→ **RECORD EXCERPTS**
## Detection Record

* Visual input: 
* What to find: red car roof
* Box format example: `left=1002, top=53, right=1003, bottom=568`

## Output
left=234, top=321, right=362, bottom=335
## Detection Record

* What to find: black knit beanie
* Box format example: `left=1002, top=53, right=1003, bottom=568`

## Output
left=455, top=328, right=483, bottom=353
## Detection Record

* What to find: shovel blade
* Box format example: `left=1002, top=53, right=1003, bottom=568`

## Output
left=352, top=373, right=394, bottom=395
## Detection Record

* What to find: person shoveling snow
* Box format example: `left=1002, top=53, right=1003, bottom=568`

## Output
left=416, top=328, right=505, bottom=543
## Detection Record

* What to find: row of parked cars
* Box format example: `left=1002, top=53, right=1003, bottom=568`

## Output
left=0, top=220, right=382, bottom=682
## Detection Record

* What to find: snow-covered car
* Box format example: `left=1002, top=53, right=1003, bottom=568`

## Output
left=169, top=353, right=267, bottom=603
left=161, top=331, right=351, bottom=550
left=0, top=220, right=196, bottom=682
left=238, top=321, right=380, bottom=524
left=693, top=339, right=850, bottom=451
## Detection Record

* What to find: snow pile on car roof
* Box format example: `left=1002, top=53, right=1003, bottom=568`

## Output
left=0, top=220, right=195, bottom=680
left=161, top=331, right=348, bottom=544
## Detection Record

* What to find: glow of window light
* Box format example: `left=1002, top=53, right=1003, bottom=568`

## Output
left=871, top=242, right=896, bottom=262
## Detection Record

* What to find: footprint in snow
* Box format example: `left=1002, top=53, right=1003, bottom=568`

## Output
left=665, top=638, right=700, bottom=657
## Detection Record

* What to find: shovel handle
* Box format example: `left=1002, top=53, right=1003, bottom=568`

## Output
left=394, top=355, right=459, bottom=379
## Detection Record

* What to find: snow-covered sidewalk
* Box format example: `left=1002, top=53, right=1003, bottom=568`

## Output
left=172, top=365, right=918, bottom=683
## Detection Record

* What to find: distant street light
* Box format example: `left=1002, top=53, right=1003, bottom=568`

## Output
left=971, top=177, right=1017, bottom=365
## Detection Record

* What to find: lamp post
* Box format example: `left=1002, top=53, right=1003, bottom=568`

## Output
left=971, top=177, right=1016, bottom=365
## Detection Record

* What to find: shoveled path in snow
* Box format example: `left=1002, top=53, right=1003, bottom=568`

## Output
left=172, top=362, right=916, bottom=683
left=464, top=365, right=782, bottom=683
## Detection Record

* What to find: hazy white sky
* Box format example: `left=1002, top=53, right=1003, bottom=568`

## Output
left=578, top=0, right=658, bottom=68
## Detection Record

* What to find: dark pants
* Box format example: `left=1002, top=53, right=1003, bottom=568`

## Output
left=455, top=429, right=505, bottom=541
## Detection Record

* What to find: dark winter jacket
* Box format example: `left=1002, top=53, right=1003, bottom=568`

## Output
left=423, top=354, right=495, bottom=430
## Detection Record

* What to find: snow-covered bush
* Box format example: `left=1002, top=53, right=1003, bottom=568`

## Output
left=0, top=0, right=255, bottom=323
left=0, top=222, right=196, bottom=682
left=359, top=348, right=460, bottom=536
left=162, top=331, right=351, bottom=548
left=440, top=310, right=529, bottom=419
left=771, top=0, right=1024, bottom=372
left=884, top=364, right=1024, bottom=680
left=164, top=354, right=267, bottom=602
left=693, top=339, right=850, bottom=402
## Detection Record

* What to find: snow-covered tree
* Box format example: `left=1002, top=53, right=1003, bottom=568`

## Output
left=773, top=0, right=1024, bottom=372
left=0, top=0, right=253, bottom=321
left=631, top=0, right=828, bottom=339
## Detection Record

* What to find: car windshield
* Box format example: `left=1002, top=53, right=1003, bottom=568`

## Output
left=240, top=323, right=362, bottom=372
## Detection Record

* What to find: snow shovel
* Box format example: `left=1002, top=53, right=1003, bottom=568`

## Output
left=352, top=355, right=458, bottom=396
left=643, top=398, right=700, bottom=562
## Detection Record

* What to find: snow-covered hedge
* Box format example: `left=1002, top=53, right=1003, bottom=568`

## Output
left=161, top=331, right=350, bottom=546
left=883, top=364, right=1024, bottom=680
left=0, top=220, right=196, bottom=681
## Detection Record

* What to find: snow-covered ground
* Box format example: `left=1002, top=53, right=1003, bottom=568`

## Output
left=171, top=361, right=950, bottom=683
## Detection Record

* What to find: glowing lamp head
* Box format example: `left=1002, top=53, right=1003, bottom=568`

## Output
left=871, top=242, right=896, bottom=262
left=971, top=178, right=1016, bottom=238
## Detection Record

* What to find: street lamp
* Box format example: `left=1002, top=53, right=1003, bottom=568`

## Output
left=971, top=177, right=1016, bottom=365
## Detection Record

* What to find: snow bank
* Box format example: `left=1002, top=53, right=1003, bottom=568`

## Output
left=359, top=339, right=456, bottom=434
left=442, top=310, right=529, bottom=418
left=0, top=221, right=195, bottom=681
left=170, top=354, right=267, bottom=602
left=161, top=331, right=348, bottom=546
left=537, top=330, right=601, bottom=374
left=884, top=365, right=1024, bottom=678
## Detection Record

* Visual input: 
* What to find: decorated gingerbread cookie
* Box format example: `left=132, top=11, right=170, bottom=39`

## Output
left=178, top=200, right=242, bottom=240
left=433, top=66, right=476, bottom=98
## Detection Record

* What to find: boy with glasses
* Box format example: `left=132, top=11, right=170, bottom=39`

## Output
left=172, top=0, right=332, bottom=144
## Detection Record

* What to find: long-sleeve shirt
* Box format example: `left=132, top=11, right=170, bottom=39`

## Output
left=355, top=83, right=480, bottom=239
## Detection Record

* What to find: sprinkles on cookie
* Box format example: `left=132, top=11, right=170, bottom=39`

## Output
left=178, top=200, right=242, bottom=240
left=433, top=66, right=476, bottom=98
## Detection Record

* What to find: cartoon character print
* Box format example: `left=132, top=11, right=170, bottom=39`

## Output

→ **EXERCISE BRIEF**
Arrange all the records above as a Markdown table with two columns, Row and Line, putting a row number in the first and one line of the records in the second. Leave out blank lines.

→ **FULL SOLUTION**
| Row | Line |
|---|---|
| 1 | ## Detection Record |
| 2 | * Visual input:  |
| 3 | * What to find: red car roof |
| 4 | * Box format example: `left=1002, top=53, right=1003, bottom=568` |
| 5 | ## Output |
| 6 | left=234, top=321, right=362, bottom=335 |
| 7 | ## Detection Record |
| 8 | * What to find: black knit beanie |
| 9 | * Box format example: `left=1002, top=53, right=1003, bottom=568` |
| 10 | ## Output |
| 11 | left=455, top=328, right=483, bottom=353 |
| 12 | ## Detection Record |
| 13 | * What to find: shovel blade |
| 14 | * Box format example: `left=1002, top=53, right=1003, bottom=568` |
| 15 | ## Output |
| 16 | left=352, top=373, right=394, bottom=395 |
| 17 | ## Detection Record |
| 18 | * What to find: person shoveling snow |
| 19 | * Box format example: `left=1002, top=53, right=1003, bottom=568` |
| 20 | ## Output |
| 21 | left=416, top=328, right=505, bottom=543 |
| 22 | ## Detection Record |
| 23 | * What to find: row of parked cars |
| 24 | * Box format example: `left=1002, top=53, right=1003, bottom=568` |
| 25 | ## Output |
| 26 | left=0, top=220, right=382, bottom=682 |
| 27 | ## Detection Record |
| 28 | * What to find: snow-covered car |
| 29 | * Box format example: `left=1002, top=53, right=1003, bottom=568` |
| 30 | ## Output |
| 31 | left=169, top=353, right=267, bottom=603 |
| 32 | left=161, top=331, right=351, bottom=550 |
| 33 | left=0, top=220, right=196, bottom=682 |
| 34 | left=238, top=321, right=380, bottom=524 |
| 35 | left=693, top=339, right=850, bottom=451 |
| 36 | ## Detection Record |
| 37 | * What to find: snow pile on car roof |
| 38 | * Box format example: `left=1002, top=53, right=1003, bottom=568` |
| 39 | ## Output |
| 40 | left=0, top=220, right=195, bottom=680 |
| 41 | left=161, top=331, right=348, bottom=544 |
| 42 | ## Detection Record |
| 43 | * What to find: glow of window light |
| 44 | * Box format example: `left=1002, top=53, right=1003, bottom=568` |
| 45 | ## Output |
| 46 | left=871, top=242, right=896, bottom=262 |
| 47 | ## Detection Record |
| 48 | * What to find: footprint in snow |
| 49 | * Box format example: `left=1002, top=53, right=1003, bottom=568` |
| 50 | ## Output |
| 51 | left=665, top=638, right=700, bottom=657 |
| 52 | ## Detection Record |
| 53 | * What to find: shovel handle |
| 54 | * Box format example: `left=1002, top=53, right=1003, bottom=568` |
| 55 | ## Output |
| 56 | left=394, top=355, right=459, bottom=379 |
| 57 | ## Detection Record |
| 58 | * What to find: snow-covered sidewalk |
| 59 | * Box format example: `left=1002, top=53, right=1003, bottom=568` |
| 60 | ## Output |
| 61 | left=172, top=365, right=918, bottom=683 |
| 62 | ## Detection Record |
| 63 | * What to find: distant street light |
| 64 | * Box format example: `left=1002, top=53, right=1003, bottom=568` |
| 65 | ## Output |
| 66 | left=971, top=177, right=1017, bottom=365 |
| 67 | ## Detection Record |
| 68 | * What to find: lamp post |
| 69 | * Box format example: `left=1002, top=53, right=1003, bottom=568` |
| 70 | ## Output |
| 71 | left=971, top=177, right=1016, bottom=365 |
| 72 | ## Detection Record |
| 73 | * What to find: shoveled path in snow |
| 74 | * Box format example: `left=1002, top=53, right=1003, bottom=568` |
| 75 | ## Output |
| 76 | left=172, top=362, right=916, bottom=683 |
| 77 | left=464, top=365, right=782, bottom=683 |
| 78 | ## Detection Record |
| 79 | * What to find: hazy white sky |
| 80 | * Box format example: `left=1002, top=53, right=1003, bottom=568` |
| 81 | ## Output |
| 82 | left=578, top=0, right=658, bottom=68 |
| 83 | ## Detection Record |
| 84 | * What to find: dark pants |
| 85 | * Box format example: `left=1002, top=53, right=1003, bottom=568` |
| 86 | ## Output |
| 87 | left=455, top=429, right=505, bottom=541 |
| 88 | ## Detection Record |
| 89 | * What to find: dark winter jacket |
| 90 | * Box format example: `left=1002, top=53, right=1003, bottom=568` |
| 91 | ## Output |
| 92 | left=423, top=354, right=495, bottom=430 |
| 93 | ## Detection Record |
| 94 | * What to find: snow-covered bush |
| 95 | * Box format example: `left=1002, top=53, right=1003, bottom=568` |
| 96 | ## Output |
| 97 | left=0, top=0, right=255, bottom=323 |
| 98 | left=0, top=222, right=196, bottom=682 |
| 99 | left=359, top=348, right=460, bottom=536 |
| 100 | left=162, top=331, right=351, bottom=548 |
| 101 | left=440, top=310, right=529, bottom=419 |
| 102 | left=771, top=0, right=1024, bottom=372 |
| 103 | left=884, top=364, right=1024, bottom=680 |
| 104 | left=164, top=354, right=267, bottom=602 |
| 105 | left=693, top=339, right=850, bottom=402 |
| 106 | ## Detection Record |
| 107 | * What to find: snow-covered tree |
| 108 | * Box format example: `left=1002, top=53, right=1003, bottom=568` |
| 109 | ## Output |
| 110 | left=773, top=0, right=1024, bottom=372 |
| 111 | left=0, top=0, right=253, bottom=321 |
| 112 | left=631, top=0, right=828, bottom=339 |
| 113 | ## Detection Record |
| 114 | * What to find: car windshield |
| 115 | * Box format example: `left=1002, top=53, right=1003, bottom=568` |
| 116 | ## Output |
| 117 | left=240, top=323, right=362, bottom=372 |
| 118 | ## Detection Record |
| 119 | * What to find: snow shovel |
| 120 | * Box format example: `left=1002, top=53, right=1003, bottom=568` |
| 121 | ## Output |
| 122 | left=352, top=355, right=458, bottom=396 |
| 123 | left=643, top=398, right=700, bottom=562 |
| 124 | ## Detection Record |
| 125 | * What to find: snow-covered hedge |
| 126 | * Box format example: `left=1002, top=53, right=1003, bottom=568` |
| 127 | ## Output |
| 128 | left=161, top=331, right=350, bottom=546 |
| 129 | left=883, top=364, right=1024, bottom=680 |
| 130 | left=0, top=220, right=196, bottom=681 |
| 131 | ## Detection Record |
| 132 | * What to find: snow-covered ground |
| 133 | * Box format example: `left=1002, top=53, right=1003, bottom=568` |
| 134 | ## Output |
| 135 | left=171, top=361, right=950, bottom=683 |
| 136 | ## Detection Record |
| 137 | * What to find: glowing lamp head |
| 138 | * Box format example: `left=1002, top=53, right=1003, bottom=568` |
| 139 | ## Output |
| 140 | left=871, top=242, right=896, bottom=262 |
| 141 | left=971, top=178, right=1016, bottom=238 |
| 142 | ## Detection Record |
| 143 | * What to find: street lamp |
| 144 | * Box format example: `left=1002, top=53, right=1003, bottom=568` |
| 145 | ## Output |
| 146 | left=971, top=177, right=1016, bottom=365 |
| 147 | ## Detection Record |
| 148 | * What to find: snow bank |
| 149 | * Box format example: `left=1002, top=53, right=1003, bottom=568` |
| 150 | ## Output |
| 151 | left=359, top=339, right=456, bottom=434 |
| 152 | left=442, top=310, right=529, bottom=418 |
| 153 | left=0, top=221, right=195, bottom=681 |
| 154 | left=170, top=354, right=267, bottom=602 |
| 155 | left=161, top=331, right=348, bottom=546 |
| 156 | left=537, top=330, right=601, bottom=374 |
| 157 | left=884, top=365, right=1024, bottom=678 |
| 158 | ## Detection Record |
| 159 | * Visual input:  |
| 160 | * What to find: decorated gingerbread cookie |
| 161 | * Box format example: `left=132, top=11, right=170, bottom=39` |
| 162 | ## Output |
| 163 | left=178, top=200, right=242, bottom=240 |
| 164 | left=433, top=66, right=476, bottom=98 |
| 165 | ## Detection Record |
| 166 | * What to find: boy with glasses |
| 167 | * Box format example: `left=132, top=11, right=170, bottom=39` |
| 168 | ## Output |
| 169 | left=172, top=0, right=332, bottom=144 |
| 170 | ## Detection Record |
| 171 | * What to find: long-sleeve shirt |
| 172 | * Box format example: `left=132, top=11, right=170, bottom=39` |
| 173 | ## Output |
| 174 | left=355, top=83, right=480, bottom=239 |
| 175 | ## Detection Record |
| 176 | * What to find: sprinkles on cookie |
| 177 | * Box format example: `left=132, top=11, right=170, bottom=39` |
| 178 | ## Output |
| 179 | left=178, top=200, right=242, bottom=240 |
| 180 | left=433, top=66, right=476, bottom=98 |
| 181 | ## Detection Record |
| 182 | * What to find: cartoon character print |
| 183 | * Box format example: `left=132, top=11, right=170, bottom=39` |
| 184 | ## Output |